▶ _What you have to do_:
Copy the records again from their start through the line containing "265;207;286;222", keeping the requests and shifting every bounding box coordinate in the answers by -101. Leave the pictures out of your copy.

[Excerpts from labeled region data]

○ ○ ○ ○

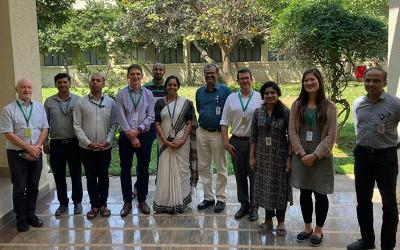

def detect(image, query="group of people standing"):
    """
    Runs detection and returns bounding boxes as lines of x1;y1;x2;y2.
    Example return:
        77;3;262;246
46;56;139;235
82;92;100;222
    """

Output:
0;63;400;249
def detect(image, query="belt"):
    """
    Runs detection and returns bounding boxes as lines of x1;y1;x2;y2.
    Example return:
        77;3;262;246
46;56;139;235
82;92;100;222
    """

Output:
201;127;221;132
119;130;150;137
357;145;397;154
232;135;250;141
51;137;78;144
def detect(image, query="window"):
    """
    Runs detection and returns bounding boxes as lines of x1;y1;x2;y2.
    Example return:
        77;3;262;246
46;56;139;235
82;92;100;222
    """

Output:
156;43;183;64
231;40;262;62
43;52;71;66
85;52;107;65
190;44;222;63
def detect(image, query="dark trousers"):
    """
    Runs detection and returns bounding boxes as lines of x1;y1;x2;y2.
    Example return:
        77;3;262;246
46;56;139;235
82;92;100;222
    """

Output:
118;132;154;203
80;148;111;208
300;189;329;227
354;146;399;249
7;149;43;219
50;138;83;205
229;136;255;207
134;123;159;190
265;207;286;222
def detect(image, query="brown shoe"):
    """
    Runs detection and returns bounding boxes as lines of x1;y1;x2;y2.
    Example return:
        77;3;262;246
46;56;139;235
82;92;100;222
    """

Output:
120;202;132;217
138;201;150;214
100;206;111;217
86;207;99;220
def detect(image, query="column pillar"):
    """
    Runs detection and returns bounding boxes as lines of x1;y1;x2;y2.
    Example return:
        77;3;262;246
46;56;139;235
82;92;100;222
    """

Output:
183;39;193;83
388;0;400;199
0;0;53;218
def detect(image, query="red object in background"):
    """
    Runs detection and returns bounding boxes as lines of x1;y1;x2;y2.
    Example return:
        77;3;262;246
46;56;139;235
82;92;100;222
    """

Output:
355;66;367;79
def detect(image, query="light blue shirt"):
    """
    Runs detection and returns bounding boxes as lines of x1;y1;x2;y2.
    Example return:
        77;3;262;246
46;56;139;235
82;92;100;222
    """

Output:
0;100;49;150
116;85;155;132
353;92;400;148
73;94;118;149
196;83;232;129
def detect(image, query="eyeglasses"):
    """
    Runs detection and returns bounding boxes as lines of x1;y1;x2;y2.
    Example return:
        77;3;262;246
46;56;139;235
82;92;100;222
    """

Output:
89;95;105;108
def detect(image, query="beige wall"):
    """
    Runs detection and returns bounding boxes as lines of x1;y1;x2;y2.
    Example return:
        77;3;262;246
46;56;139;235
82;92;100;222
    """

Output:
0;0;52;218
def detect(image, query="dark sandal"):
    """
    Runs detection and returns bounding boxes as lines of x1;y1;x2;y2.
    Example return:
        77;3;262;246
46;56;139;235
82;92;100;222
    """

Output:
296;230;313;242
276;223;287;236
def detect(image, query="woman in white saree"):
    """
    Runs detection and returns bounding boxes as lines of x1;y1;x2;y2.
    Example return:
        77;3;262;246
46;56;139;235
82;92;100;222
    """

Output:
153;76;195;214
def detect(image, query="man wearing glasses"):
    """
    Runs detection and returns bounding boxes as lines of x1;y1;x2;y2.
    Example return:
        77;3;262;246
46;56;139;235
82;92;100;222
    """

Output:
74;73;118;219
44;73;83;216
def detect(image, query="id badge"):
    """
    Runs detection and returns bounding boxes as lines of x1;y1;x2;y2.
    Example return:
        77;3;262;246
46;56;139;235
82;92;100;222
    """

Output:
377;122;385;135
306;131;313;141
240;116;248;126
215;107;221;115
24;128;32;138
132;111;139;121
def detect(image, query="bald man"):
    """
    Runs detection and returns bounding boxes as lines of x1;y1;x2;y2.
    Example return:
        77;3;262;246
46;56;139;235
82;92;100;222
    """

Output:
0;79;49;232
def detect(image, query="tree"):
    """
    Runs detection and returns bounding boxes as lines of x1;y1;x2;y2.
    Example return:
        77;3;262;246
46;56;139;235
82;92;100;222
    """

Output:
120;0;277;82
271;0;387;131
37;0;120;84
36;0;75;70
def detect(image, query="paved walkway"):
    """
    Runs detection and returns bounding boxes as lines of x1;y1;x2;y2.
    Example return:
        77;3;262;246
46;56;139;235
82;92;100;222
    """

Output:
0;175;400;249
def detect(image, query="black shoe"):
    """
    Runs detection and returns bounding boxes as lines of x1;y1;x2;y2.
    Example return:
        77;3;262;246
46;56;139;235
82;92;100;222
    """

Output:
74;202;82;214
17;218;29;232
296;230;313;242
249;208;258;221
235;206;249;220
214;201;225;213
138;201;150;214
120;202;132;217
310;234;324;247
27;214;43;227
54;205;68;216
347;239;375;250
197;200;215;210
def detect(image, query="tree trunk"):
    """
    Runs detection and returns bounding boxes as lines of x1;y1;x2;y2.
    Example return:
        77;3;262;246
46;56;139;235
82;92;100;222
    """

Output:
193;41;215;63
219;45;234;84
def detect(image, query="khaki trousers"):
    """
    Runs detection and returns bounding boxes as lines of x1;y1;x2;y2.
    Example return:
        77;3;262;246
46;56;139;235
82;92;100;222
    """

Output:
196;127;228;202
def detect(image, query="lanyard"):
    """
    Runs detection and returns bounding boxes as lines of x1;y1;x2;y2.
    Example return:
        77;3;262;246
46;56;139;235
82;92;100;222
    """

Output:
17;101;33;127
58;97;72;115
306;107;317;128
167;97;178;128
89;95;104;108
238;90;254;113
129;90;143;110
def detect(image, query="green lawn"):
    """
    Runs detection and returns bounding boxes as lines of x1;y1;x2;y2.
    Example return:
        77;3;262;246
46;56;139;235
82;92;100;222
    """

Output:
42;82;365;175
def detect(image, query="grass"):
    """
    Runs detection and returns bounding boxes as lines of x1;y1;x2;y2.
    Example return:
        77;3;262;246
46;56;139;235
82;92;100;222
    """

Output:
42;82;365;176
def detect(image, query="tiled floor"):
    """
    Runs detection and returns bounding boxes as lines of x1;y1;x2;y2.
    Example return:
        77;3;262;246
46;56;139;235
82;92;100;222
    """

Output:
0;175;400;249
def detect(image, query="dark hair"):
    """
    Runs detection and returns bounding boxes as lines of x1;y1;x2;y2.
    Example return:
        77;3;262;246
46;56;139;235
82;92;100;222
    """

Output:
236;68;253;81
164;75;181;89
204;63;219;74
54;73;71;83
363;67;387;82
260;81;282;100
260;81;287;118
296;68;328;127
126;64;143;77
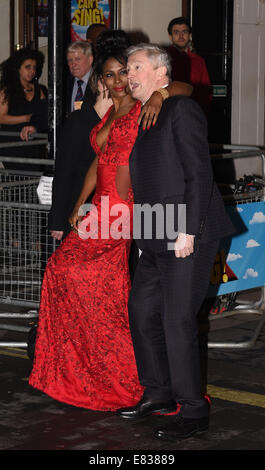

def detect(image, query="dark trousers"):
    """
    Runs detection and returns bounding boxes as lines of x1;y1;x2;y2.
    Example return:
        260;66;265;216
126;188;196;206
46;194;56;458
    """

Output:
129;241;218;417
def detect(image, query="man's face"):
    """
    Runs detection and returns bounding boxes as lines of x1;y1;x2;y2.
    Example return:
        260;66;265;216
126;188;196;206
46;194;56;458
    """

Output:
67;49;93;79
169;24;191;51
127;51;158;103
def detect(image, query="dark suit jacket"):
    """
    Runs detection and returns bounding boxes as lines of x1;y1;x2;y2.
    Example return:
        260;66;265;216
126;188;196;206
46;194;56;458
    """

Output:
66;75;94;115
130;96;234;251
49;102;100;235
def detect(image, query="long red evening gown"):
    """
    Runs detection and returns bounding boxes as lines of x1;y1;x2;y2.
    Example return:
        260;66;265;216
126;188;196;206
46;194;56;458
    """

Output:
29;102;143;411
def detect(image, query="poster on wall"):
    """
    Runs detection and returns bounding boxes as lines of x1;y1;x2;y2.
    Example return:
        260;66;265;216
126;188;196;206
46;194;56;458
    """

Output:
71;0;112;41
38;0;48;37
209;201;265;297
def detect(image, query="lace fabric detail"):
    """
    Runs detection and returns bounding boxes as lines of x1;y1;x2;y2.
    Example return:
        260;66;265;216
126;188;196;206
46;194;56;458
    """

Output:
29;103;143;411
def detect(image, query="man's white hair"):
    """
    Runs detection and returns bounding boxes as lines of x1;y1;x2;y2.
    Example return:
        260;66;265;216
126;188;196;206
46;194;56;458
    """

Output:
66;41;93;57
127;43;171;78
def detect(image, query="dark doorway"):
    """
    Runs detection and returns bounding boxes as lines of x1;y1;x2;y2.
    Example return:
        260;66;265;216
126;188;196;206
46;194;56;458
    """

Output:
185;0;234;144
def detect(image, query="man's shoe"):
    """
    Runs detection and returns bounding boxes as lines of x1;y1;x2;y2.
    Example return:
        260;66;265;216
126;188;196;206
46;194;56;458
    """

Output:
116;398;177;419
155;415;209;441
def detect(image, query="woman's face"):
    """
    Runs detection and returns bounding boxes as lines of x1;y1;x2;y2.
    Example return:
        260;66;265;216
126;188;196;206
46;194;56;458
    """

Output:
19;59;37;82
102;57;128;98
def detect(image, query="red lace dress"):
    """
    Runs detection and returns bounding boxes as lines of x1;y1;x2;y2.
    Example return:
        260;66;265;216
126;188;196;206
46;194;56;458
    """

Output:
29;102;143;411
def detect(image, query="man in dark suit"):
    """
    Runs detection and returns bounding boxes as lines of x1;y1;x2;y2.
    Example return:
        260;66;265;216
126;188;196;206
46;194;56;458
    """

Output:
117;44;234;439
66;41;93;114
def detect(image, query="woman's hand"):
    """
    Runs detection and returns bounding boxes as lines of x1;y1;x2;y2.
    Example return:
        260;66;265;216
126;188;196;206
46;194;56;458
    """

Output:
50;230;63;240
19;125;37;141
138;91;163;130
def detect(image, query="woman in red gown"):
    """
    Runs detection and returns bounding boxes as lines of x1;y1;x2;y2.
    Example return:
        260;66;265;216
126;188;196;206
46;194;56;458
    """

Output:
29;35;192;411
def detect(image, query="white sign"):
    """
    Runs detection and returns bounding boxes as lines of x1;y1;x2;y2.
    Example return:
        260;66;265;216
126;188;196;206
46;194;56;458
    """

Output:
37;176;53;205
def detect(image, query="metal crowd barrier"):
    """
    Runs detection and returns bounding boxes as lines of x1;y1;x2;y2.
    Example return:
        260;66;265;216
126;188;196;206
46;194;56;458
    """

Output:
0;145;265;349
208;145;265;350
0;131;56;348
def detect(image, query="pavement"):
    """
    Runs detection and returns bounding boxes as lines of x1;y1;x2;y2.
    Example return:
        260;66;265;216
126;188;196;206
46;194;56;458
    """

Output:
0;291;265;458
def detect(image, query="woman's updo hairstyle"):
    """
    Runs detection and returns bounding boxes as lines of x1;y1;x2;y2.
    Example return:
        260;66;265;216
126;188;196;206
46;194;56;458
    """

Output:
95;29;131;77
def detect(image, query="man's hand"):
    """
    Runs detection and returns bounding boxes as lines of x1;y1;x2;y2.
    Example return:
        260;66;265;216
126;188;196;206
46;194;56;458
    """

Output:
174;233;194;258
68;207;83;232
20;126;37;141
137;91;163;130
51;230;63;240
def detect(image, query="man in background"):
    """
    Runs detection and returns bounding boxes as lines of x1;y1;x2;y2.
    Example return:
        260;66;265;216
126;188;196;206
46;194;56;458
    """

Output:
66;41;94;114
165;16;212;116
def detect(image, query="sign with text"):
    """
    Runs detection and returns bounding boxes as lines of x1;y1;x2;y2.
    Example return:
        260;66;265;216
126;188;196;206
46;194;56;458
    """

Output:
71;0;112;41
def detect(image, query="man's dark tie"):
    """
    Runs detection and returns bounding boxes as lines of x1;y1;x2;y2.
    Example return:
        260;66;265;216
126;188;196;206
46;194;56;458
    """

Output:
75;80;84;101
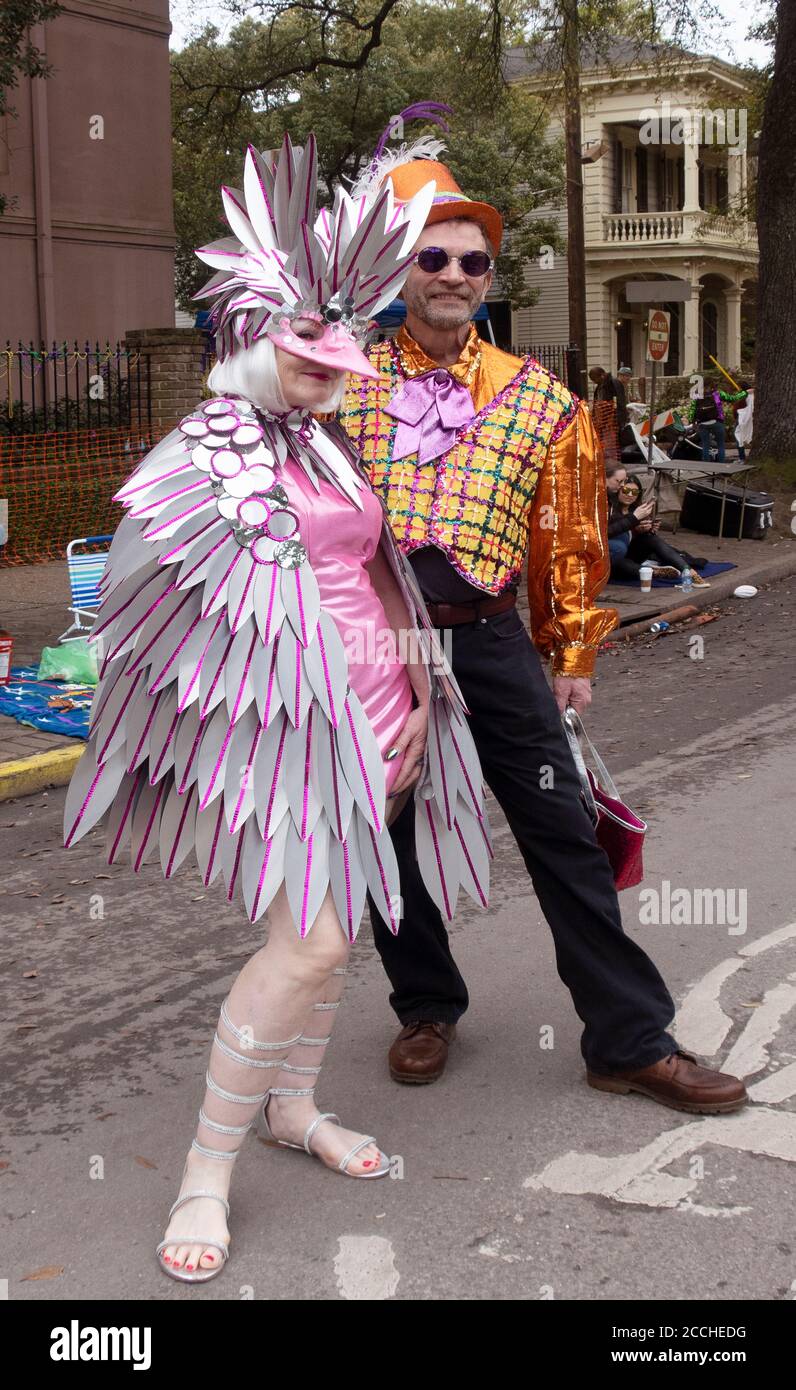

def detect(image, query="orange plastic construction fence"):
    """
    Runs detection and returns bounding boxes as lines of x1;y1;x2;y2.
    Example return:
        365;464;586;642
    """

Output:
0;425;153;564
592;400;620;463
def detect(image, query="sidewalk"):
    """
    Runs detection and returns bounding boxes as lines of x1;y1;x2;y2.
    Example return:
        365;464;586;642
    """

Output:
600;530;796;639
0;531;796;801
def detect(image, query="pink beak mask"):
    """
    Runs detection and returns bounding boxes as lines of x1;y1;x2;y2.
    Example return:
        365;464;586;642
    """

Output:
268;311;381;378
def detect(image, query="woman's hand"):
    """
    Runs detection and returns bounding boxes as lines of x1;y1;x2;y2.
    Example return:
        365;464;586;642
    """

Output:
390;705;428;796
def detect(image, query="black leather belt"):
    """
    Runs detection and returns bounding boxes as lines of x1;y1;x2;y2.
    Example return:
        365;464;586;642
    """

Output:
426;591;517;627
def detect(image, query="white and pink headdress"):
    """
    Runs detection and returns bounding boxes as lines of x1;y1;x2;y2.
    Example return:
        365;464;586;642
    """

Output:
193;135;435;377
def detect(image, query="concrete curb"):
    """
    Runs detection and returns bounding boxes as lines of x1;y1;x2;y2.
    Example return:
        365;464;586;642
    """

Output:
0;739;86;801
608;545;796;642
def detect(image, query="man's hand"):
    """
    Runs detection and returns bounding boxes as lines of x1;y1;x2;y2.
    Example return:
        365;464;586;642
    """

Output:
553;676;592;714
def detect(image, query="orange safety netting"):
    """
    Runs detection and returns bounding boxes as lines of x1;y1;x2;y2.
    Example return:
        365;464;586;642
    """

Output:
0;425;153;564
592;400;620;463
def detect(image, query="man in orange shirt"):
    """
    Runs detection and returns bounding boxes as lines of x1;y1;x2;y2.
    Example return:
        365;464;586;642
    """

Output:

○ ○ ○ ○

▶ _Solution for this exercise_:
def detect(image, query="group of people standing"):
    """
    Runs detection and returns bounding boxes as lines of x1;y1;x2;y2.
    Example return:
        77;3;262;246
46;56;139;235
82;92;100;222
    """

Output:
-101;-38;299;148
def detect(image, query="belt"):
    """
    Runs detection and returns bounding boxes as lines of x1;y1;x2;y2.
    Example return:
        77;3;262;246
46;56;139;235
82;92;100;222
    """

Output:
100;26;120;31
18;29;49;36
256;44;296;53
131;34;149;40
-50;36;-23;43
def detect(image, query="window"):
    """
    Runs detection and returns bounding boxes as lines of x1;y1;x2;y2.
    Example return:
        77;3;262;246
46;56;139;235
82;92;100;222
    """

Output:
55;-58;82;-37
130;-61;161;-39
-58;-49;-30;-35
-16;-49;6;-36
89;-57;121;-38
def detect(image, query="dark trousers"):
    """
    Runs detection and returns bounding boxes as lines of x1;y1;x2;y2.
    Example return:
        77;3;262;246
46;56;139;235
82;92;100;222
    """

Output:
17;31;53;102
-21;47;10;107
199;88;228;126
253;45;298;148
-94;48;-58;118
-51;37;-18;104
128;35;154;106
33;22;58;89
164;106;185;121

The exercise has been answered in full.